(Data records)
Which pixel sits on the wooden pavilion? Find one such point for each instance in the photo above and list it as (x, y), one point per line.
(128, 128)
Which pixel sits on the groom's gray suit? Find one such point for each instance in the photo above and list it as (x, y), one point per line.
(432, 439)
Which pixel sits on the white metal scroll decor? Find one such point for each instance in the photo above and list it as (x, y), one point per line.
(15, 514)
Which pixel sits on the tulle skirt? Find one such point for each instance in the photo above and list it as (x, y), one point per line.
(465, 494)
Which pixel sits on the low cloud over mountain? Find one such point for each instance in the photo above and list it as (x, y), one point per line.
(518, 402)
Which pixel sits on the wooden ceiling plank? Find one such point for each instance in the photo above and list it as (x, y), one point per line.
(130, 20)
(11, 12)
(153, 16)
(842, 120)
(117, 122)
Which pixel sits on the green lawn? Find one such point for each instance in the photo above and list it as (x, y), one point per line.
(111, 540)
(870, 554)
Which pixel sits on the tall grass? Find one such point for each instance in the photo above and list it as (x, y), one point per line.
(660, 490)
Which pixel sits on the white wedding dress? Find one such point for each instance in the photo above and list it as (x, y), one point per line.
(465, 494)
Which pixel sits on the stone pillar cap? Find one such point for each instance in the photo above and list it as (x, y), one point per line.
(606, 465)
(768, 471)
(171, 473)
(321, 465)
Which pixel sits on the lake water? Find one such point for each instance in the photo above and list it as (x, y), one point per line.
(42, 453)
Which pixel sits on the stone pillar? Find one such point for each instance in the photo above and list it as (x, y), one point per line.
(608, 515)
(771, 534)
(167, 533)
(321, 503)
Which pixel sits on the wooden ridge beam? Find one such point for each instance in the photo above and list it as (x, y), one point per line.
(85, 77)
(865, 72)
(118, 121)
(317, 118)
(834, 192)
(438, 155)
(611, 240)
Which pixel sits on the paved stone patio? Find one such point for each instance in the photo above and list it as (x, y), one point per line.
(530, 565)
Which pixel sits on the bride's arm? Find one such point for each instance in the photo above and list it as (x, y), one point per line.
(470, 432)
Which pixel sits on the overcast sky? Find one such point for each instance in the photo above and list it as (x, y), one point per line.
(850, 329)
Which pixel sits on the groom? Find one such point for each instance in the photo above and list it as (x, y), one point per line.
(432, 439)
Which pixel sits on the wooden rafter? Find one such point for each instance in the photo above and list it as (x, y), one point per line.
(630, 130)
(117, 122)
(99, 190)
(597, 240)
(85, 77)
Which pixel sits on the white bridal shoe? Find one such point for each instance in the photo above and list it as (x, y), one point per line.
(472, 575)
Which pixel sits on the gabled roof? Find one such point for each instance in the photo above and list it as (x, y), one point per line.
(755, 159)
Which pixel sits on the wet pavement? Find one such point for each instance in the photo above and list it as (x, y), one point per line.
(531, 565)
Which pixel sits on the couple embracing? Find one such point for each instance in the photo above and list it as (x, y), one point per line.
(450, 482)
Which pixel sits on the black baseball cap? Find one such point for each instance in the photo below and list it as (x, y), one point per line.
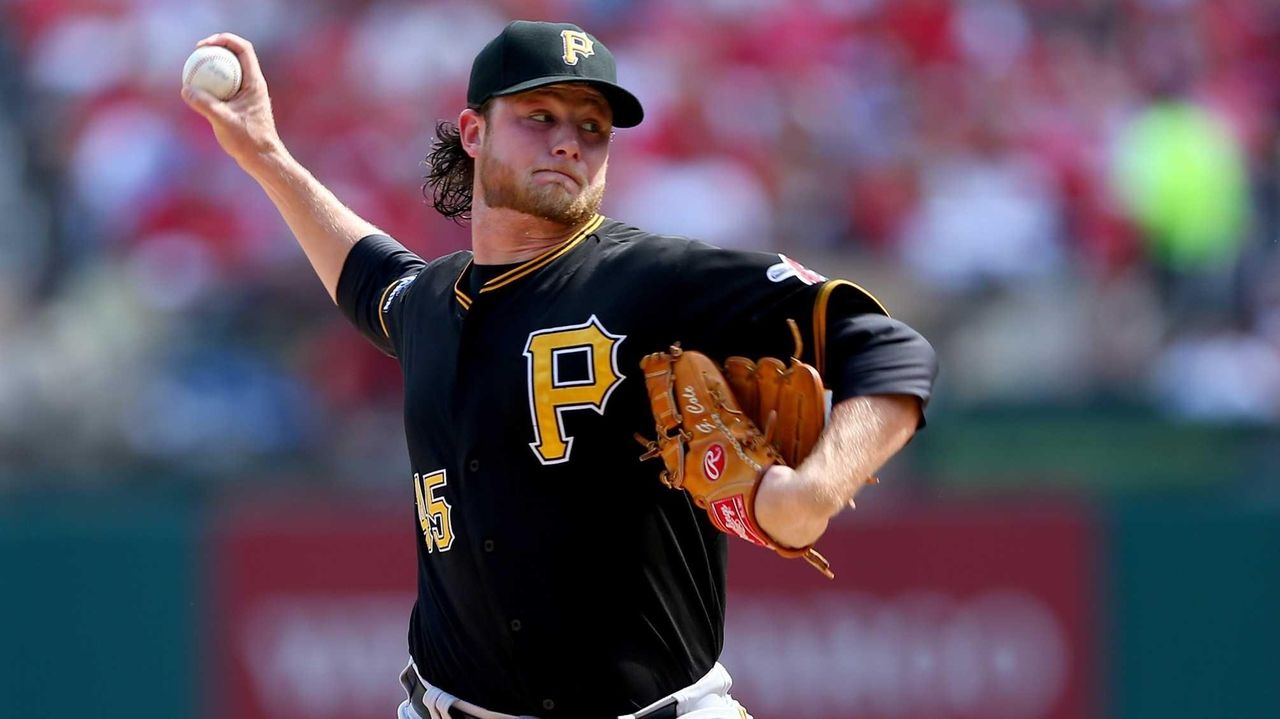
(530, 54)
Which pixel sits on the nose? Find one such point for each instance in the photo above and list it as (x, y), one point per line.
(565, 142)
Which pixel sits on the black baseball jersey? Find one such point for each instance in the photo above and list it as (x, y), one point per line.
(557, 576)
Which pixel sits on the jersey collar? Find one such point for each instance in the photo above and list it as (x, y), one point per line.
(526, 268)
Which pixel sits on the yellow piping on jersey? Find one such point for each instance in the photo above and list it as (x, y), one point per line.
(382, 316)
(457, 292)
(530, 266)
(819, 320)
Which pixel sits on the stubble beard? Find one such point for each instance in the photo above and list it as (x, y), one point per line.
(549, 201)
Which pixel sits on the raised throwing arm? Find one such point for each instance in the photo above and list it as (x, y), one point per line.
(245, 128)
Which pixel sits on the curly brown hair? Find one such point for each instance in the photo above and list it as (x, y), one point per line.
(451, 172)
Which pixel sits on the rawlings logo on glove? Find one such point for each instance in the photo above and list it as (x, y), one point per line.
(709, 436)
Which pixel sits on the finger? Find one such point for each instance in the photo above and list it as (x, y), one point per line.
(204, 102)
(242, 49)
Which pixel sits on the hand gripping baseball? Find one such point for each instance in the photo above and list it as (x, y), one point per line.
(243, 124)
(714, 450)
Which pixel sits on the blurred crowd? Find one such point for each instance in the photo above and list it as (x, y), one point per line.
(1077, 200)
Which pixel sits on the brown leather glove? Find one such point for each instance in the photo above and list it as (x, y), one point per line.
(712, 447)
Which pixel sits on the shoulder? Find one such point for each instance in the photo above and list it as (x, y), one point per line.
(621, 241)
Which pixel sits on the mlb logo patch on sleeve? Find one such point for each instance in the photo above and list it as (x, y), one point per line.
(789, 268)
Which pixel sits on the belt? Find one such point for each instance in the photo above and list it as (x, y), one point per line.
(416, 694)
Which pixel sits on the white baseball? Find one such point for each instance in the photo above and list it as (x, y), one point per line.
(214, 69)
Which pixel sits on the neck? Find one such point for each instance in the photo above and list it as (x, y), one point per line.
(501, 236)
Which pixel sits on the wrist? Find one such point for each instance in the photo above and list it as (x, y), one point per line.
(787, 509)
(265, 160)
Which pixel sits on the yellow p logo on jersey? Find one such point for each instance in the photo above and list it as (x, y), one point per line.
(576, 44)
(551, 393)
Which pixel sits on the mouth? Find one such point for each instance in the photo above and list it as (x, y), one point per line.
(560, 174)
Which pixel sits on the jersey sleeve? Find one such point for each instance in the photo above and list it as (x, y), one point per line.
(740, 302)
(373, 288)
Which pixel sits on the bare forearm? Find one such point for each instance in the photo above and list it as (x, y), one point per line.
(245, 127)
(323, 225)
(863, 434)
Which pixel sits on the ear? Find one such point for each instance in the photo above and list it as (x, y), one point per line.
(471, 131)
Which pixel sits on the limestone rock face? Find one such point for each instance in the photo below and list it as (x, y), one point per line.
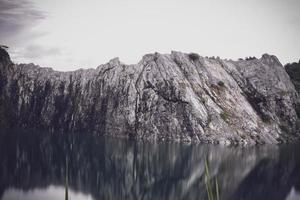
(177, 96)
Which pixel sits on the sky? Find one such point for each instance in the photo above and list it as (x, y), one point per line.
(71, 34)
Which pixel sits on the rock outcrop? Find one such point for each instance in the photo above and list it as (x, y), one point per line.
(293, 70)
(175, 96)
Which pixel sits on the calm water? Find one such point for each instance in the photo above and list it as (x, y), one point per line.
(33, 166)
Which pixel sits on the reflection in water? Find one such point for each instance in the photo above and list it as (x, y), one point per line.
(109, 168)
(49, 193)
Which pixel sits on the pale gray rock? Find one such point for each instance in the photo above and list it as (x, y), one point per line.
(177, 96)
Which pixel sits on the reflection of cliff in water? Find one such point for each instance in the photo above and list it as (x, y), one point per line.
(109, 168)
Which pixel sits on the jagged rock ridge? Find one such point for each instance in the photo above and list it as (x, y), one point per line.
(175, 96)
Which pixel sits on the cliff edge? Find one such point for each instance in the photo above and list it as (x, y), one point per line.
(175, 96)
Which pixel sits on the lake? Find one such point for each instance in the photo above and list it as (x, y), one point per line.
(38, 165)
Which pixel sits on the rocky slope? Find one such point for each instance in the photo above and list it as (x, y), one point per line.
(293, 70)
(175, 96)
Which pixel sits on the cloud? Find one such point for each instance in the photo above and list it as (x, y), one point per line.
(37, 51)
(16, 16)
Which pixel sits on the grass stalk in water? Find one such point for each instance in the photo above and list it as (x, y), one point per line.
(66, 181)
(208, 185)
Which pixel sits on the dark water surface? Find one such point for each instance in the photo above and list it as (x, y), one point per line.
(33, 166)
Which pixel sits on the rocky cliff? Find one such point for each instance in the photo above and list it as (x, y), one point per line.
(175, 96)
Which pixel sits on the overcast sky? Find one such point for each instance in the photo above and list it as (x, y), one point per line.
(72, 34)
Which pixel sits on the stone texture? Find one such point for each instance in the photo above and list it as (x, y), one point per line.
(177, 96)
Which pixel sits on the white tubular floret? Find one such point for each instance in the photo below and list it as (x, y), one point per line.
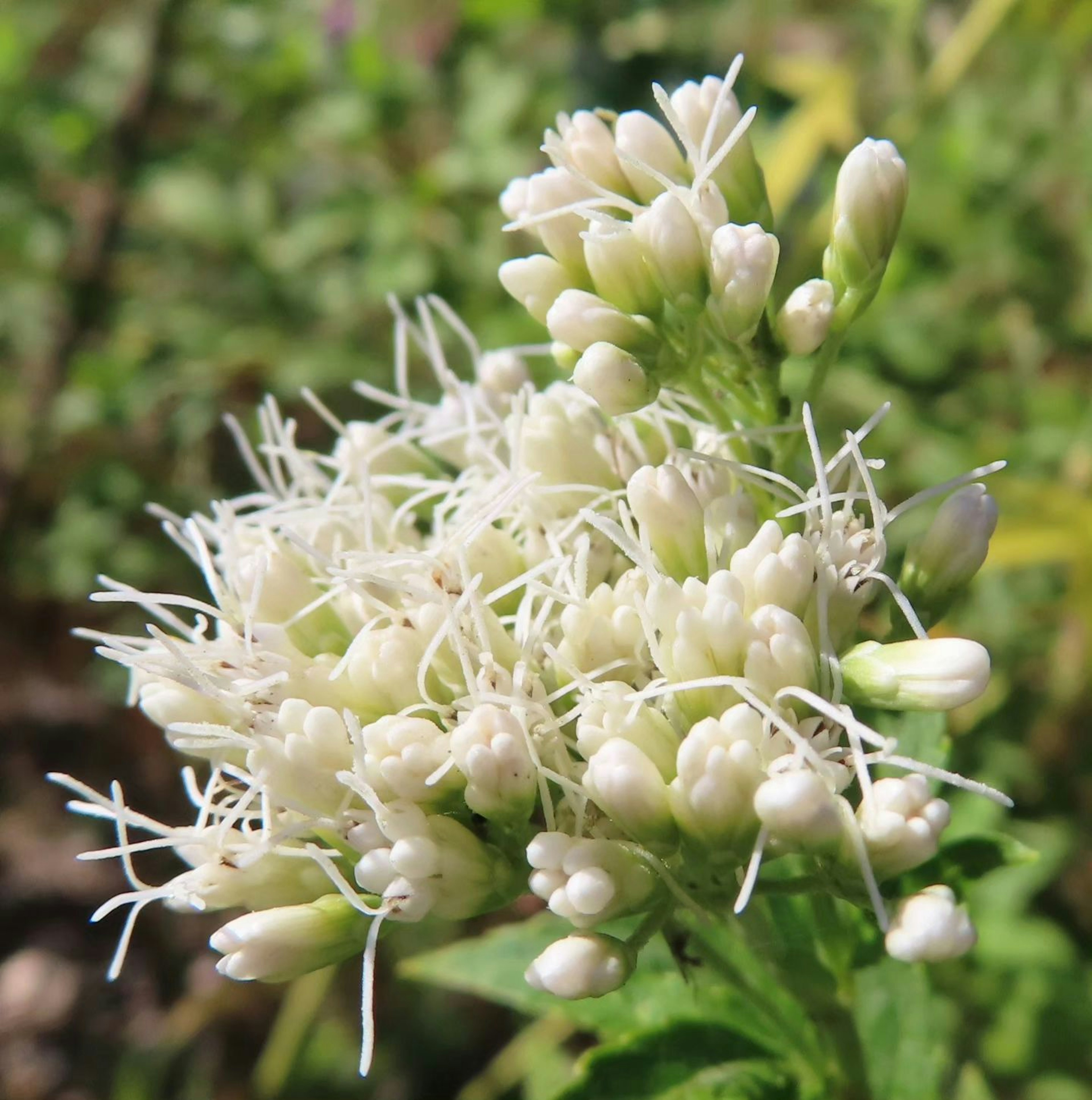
(490, 748)
(629, 789)
(535, 282)
(282, 944)
(673, 249)
(931, 928)
(640, 138)
(922, 675)
(719, 770)
(744, 261)
(804, 321)
(582, 965)
(902, 824)
(614, 379)
(671, 517)
(953, 549)
(581, 319)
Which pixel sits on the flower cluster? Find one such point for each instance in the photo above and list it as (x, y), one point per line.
(504, 642)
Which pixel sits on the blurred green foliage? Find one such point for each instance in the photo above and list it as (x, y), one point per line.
(205, 201)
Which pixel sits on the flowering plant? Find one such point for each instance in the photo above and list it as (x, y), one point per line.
(597, 639)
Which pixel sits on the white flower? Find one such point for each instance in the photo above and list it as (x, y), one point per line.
(744, 261)
(627, 785)
(490, 747)
(535, 282)
(921, 675)
(582, 965)
(281, 944)
(804, 319)
(614, 379)
(930, 928)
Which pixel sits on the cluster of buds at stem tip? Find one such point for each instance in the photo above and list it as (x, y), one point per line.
(870, 197)
(942, 565)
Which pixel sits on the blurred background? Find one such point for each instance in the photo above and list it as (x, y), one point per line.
(202, 202)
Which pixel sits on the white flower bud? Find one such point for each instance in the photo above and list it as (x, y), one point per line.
(744, 260)
(535, 282)
(870, 197)
(954, 547)
(610, 714)
(640, 137)
(614, 379)
(922, 675)
(490, 748)
(620, 273)
(719, 770)
(800, 810)
(670, 515)
(586, 141)
(776, 569)
(581, 319)
(675, 251)
(554, 190)
(281, 944)
(629, 789)
(902, 823)
(401, 754)
(582, 965)
(804, 319)
(931, 928)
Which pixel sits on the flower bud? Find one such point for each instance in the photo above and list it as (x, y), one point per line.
(535, 282)
(554, 190)
(870, 197)
(902, 823)
(640, 137)
(719, 770)
(675, 251)
(490, 748)
(954, 548)
(800, 810)
(744, 260)
(804, 319)
(922, 675)
(621, 275)
(670, 515)
(629, 789)
(581, 319)
(614, 379)
(586, 141)
(931, 928)
(610, 714)
(282, 944)
(582, 965)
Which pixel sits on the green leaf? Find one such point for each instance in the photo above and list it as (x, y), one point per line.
(692, 1060)
(492, 966)
(900, 1025)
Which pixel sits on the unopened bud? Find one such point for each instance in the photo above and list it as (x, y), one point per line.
(744, 261)
(931, 928)
(614, 379)
(281, 944)
(535, 282)
(582, 965)
(922, 675)
(673, 249)
(640, 137)
(621, 275)
(954, 548)
(629, 789)
(801, 810)
(870, 197)
(581, 319)
(804, 319)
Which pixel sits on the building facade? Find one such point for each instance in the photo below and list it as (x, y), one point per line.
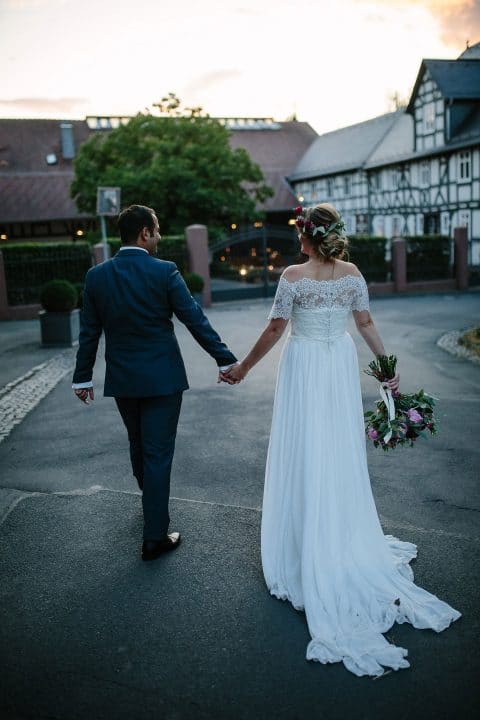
(415, 171)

Goal:
Write out exactly the lines from the one that contains "Which pixel sits on the white flower?" through the last line of the data above, both included. Leave every picture out.

Reply:
Which pixel sits on the white flower? Find one such point for each instance in the photo above and list it as (x, y), one point per line.
(744, 261)
(627, 785)
(490, 747)
(535, 282)
(921, 675)
(582, 965)
(281, 944)
(804, 319)
(614, 379)
(930, 928)
Which pixel sits on the cluster of buds at stem tip? Find one such point for each instance in the photo above and list it as (x, y), one point per line.
(870, 197)
(942, 565)
Which pixel sits on the blurred background? Find one such point for each instance in the photo above and list it as (x, y), one point per line.
(202, 202)
Which pixel sits on the white flower bud? Find one such point for each instance in the photo above and list it as (x, y), one point per line.
(744, 260)
(535, 282)
(870, 197)
(954, 547)
(610, 714)
(640, 137)
(614, 379)
(922, 675)
(490, 748)
(620, 273)
(719, 770)
(800, 810)
(670, 515)
(586, 141)
(776, 569)
(581, 319)
(675, 251)
(554, 190)
(281, 944)
(629, 789)
(902, 823)
(401, 754)
(582, 965)
(804, 319)
(931, 928)
Which pixel sits on the flower bud? Find one such point for each instance in the photo above and list it as (x, y), one point per line.
(535, 282)
(554, 190)
(870, 197)
(902, 823)
(640, 137)
(719, 770)
(675, 251)
(490, 748)
(954, 548)
(800, 810)
(744, 260)
(804, 319)
(922, 675)
(621, 275)
(670, 515)
(629, 789)
(581, 319)
(614, 379)
(586, 141)
(931, 928)
(610, 714)
(282, 944)
(582, 965)
Which pixel sits on the green leaf? Find one such point for each instance in the photo above and list it as (x, y), one point per line.
(692, 1060)
(492, 966)
(900, 1025)
Which pixel sits on the unopened bud? Find one such point for each instance in the photo above and list it as (x, y), one point per line.
(744, 261)
(931, 928)
(614, 379)
(281, 944)
(535, 282)
(582, 965)
(922, 675)
(673, 249)
(640, 137)
(621, 275)
(954, 548)
(629, 789)
(801, 810)
(870, 197)
(581, 319)
(804, 319)
Which pixel sits on the building facade? Find one such point for each instance in the photo below and list it as (x, y), one point per line.
(415, 171)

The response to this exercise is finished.